• Things to do:
a) In the passage on the body of Christ below, list every setting the text names in which God initiates the journey and bonding process of community.
b) For the passage on the body of Christ below, decide whether each statement agrees with it. Answer yes or no, and quote the words that settle it.
(i) The rightly informed believer is God's basic method of communicating God's self.
(ii) The body of Christ is described as both the medium and the message.
(iii) Within the Trinity, Father, Son, and Spirit perfectly love and are perfectly loved.
c) Carry on the passage on the body of Christ below from the point where it stops.

• Source passage:

Community
The Body of Christ
Sunday, April 17, 2016
The template of all reality is Trinity: “Let us create [humanity] in our own image,” the creation story says (Genesis 1:26). God is essentially shared life, life in relationship. In the beginning is relationship, we might say. Within the Trinity, Father, Son, and Spirit perfectly love and are perfectly loved. We come to know who God is through exchanges of mutual knowing and loving. [1]
God’s basic method of communicating God’s self is not the “saved” individual, the rightly informed believer, or even personal careers in ministry, but the journey and bonding process that God initiates in community: in marriages, families, tribes, nations, events, scientists, and churches who are seeking to participate in God’s love, maybe without even consciously knowing it.
The body of Christ is our Christian metaphor for this bonding. It seems to be God’s strategy and God’s leaven inside the dough of creation. It is both the medium and the message. It is both the beginning and the goal: “May they all be one . . . so the world may believe it was you who sent me . . . that they may be one as we are one, with me in them and you in me” (see John 17:21, 23).

• Excerpted data:
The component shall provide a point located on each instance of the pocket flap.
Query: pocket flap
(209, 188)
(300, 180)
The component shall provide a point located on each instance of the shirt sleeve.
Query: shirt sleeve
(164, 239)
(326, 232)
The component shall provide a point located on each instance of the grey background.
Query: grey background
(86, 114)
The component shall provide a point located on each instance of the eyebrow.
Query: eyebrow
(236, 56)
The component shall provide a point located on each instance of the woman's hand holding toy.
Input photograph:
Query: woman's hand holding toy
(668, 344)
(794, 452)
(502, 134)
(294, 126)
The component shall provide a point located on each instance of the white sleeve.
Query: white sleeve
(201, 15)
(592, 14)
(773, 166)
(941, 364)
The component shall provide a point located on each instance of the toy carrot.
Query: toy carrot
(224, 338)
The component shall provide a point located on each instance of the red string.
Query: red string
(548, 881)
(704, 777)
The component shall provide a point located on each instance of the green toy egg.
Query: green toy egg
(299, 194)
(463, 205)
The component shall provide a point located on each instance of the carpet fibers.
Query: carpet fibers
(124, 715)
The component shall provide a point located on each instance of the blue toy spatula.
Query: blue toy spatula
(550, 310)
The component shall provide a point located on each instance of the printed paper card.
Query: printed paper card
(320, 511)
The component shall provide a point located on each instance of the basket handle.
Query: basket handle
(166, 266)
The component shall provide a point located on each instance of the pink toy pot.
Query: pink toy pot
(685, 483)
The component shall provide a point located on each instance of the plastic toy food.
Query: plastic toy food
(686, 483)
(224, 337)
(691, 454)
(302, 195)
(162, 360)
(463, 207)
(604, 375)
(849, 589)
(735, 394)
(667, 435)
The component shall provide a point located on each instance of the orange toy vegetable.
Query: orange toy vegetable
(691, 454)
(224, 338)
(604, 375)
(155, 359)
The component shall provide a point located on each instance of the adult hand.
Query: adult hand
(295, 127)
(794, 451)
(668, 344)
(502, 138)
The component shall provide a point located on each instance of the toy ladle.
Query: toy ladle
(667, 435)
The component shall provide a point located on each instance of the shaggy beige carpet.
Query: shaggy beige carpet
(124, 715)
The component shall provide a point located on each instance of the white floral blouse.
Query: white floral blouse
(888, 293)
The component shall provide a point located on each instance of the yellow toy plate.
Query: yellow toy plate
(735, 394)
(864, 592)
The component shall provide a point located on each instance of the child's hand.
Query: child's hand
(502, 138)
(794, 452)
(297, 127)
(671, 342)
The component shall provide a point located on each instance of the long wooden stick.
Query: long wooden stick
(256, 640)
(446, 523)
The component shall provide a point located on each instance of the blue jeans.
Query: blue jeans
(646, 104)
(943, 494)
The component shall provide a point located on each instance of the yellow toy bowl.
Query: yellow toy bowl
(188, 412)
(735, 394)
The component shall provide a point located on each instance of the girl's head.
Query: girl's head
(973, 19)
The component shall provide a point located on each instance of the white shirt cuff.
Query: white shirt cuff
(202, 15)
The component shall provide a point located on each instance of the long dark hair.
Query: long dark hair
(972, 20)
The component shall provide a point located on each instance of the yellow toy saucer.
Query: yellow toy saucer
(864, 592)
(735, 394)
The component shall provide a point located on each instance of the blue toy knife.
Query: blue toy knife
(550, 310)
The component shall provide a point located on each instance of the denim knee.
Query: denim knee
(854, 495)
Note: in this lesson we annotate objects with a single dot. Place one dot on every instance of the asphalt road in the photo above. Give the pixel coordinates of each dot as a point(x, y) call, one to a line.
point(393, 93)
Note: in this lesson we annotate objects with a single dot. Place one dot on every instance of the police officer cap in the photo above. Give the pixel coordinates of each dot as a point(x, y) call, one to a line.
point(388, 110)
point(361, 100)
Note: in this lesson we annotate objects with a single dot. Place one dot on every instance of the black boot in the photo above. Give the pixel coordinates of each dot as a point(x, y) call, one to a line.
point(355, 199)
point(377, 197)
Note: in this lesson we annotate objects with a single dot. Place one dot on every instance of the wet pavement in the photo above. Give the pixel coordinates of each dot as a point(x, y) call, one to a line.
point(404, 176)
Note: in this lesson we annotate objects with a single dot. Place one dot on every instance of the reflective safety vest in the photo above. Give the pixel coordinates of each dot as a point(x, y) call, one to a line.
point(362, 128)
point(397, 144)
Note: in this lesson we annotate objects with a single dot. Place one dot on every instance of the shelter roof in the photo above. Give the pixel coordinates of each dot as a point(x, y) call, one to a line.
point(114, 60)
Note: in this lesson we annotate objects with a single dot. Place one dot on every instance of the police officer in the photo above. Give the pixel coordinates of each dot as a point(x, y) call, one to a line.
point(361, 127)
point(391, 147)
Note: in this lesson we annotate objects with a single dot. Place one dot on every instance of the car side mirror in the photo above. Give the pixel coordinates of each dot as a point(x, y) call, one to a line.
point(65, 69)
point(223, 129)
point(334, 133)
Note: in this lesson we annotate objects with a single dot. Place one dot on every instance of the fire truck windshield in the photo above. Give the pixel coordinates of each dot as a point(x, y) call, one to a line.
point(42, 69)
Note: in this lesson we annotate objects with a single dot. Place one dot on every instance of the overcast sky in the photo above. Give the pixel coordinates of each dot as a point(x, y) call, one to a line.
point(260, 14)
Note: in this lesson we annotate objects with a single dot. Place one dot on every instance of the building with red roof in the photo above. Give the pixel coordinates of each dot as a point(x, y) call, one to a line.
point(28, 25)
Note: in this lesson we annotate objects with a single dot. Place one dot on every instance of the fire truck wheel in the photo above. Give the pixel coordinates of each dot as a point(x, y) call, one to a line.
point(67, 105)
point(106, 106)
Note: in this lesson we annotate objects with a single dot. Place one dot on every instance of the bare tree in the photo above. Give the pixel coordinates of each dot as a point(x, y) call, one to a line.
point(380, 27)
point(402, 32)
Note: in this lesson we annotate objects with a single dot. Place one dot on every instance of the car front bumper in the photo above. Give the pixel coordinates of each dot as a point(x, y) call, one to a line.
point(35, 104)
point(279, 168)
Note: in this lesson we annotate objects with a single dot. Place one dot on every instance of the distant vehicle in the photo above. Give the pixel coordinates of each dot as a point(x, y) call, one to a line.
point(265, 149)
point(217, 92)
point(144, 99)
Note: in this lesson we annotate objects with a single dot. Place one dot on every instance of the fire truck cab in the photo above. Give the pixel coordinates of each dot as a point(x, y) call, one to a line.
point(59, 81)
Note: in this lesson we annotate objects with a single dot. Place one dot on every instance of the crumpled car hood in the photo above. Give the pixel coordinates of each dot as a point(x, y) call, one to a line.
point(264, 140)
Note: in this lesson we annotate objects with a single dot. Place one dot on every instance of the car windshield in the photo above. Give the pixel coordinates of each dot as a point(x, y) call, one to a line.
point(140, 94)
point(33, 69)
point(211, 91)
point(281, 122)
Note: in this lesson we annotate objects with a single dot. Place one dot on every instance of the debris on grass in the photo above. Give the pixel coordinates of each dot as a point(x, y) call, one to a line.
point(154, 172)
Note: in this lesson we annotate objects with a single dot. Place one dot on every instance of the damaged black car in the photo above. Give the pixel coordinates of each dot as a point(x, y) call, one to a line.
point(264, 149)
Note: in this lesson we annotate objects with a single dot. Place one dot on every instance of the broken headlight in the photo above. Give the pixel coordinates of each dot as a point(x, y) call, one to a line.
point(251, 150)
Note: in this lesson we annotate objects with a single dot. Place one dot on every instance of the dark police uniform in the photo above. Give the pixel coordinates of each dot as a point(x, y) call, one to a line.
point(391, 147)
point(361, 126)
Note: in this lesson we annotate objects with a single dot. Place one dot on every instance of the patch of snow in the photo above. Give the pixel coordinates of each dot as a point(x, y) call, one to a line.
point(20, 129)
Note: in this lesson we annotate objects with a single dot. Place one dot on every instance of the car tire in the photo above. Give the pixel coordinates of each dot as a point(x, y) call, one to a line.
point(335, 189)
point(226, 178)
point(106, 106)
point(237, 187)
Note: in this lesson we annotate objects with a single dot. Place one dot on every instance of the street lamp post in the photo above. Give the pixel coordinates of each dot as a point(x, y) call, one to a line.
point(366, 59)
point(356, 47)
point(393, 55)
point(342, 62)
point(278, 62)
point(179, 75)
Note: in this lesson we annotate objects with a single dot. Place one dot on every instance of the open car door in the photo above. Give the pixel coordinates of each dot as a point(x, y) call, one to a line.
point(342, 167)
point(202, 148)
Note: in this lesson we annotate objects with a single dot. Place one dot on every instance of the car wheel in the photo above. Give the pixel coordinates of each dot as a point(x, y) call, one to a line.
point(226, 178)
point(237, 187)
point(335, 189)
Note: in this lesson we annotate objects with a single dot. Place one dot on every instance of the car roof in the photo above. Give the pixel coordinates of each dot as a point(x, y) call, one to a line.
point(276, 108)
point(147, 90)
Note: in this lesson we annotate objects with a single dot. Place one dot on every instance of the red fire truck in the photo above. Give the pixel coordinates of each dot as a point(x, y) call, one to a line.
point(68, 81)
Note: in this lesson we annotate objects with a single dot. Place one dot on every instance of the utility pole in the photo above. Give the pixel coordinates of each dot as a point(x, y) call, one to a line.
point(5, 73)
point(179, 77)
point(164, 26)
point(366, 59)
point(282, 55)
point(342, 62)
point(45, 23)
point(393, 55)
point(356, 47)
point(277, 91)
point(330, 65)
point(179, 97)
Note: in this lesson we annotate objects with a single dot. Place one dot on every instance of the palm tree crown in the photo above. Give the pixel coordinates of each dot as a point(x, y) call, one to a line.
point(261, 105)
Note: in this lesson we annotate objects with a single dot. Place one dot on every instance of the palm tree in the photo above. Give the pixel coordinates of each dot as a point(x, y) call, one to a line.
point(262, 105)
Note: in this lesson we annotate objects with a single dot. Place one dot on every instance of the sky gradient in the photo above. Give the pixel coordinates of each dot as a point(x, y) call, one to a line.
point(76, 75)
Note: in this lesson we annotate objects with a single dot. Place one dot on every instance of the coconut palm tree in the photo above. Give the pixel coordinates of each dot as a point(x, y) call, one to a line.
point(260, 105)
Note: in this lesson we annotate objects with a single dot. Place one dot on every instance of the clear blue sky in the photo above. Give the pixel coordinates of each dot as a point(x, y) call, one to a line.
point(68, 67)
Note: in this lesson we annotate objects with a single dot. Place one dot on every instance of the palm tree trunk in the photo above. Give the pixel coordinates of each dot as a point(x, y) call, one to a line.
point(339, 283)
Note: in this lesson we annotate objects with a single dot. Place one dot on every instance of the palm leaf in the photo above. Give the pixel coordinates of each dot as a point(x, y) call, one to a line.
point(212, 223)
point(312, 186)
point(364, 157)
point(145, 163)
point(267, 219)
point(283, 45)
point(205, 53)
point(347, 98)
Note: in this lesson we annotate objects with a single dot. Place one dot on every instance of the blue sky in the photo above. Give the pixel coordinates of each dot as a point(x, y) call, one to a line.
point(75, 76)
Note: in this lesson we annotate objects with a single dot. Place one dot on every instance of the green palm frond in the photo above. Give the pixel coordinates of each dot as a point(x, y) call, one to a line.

• Answers below:
a) marriages, families, tribes, nations, events, scientists, churches

b)
(i) No: "God’s basic method of communicating God’s self is not the “saved” individual, the rightly informed believer, or even personal careers in ministry"
(ii) Yes: "It is both the medium and the message."
(iii) Yes: "Within the Trinity, Father, Son, and Spirit perfectly love and are perfectly loved."

c)
Thomas Merton writes, “The Christian is not merely ‘alone with the Alone’ in the Neoplatonic sense, but he is One with all his ‘brothers [and sisters] in Christ.’ His inner self is, in fact, inseparable from Christ and hence it is in a mysterious and unique way inseparable from all the other ‘I’s’ who live in Christ, so that they all form one ‘Mystical Person,’ which is ‘Christ.’” [2]
There is no other form for the Christian life except a common one. Until and unless Christ is experienced as a living relationship between people, the Gospel remains largely an abstraction. Until Christ is passed on personally through faithfulness and forgiveness, through concrete bonds of union, I doubt whether he is passed on by words, sermons, institutions, or ideas.
Gateway to Silence:
We are one in the Spirit.
References:
[1] This will be the subject of my next book, The Divine Dance, on the mystery of Trinity, coming later this year.
[2] Thomas Merton, The Inner Experience: Notes on Contemplation (Harper San Francisco: 2003), 22.
Adapted from Richard Rohr, Near Occasions of Grace (Orbis Books: 1993), 49-51.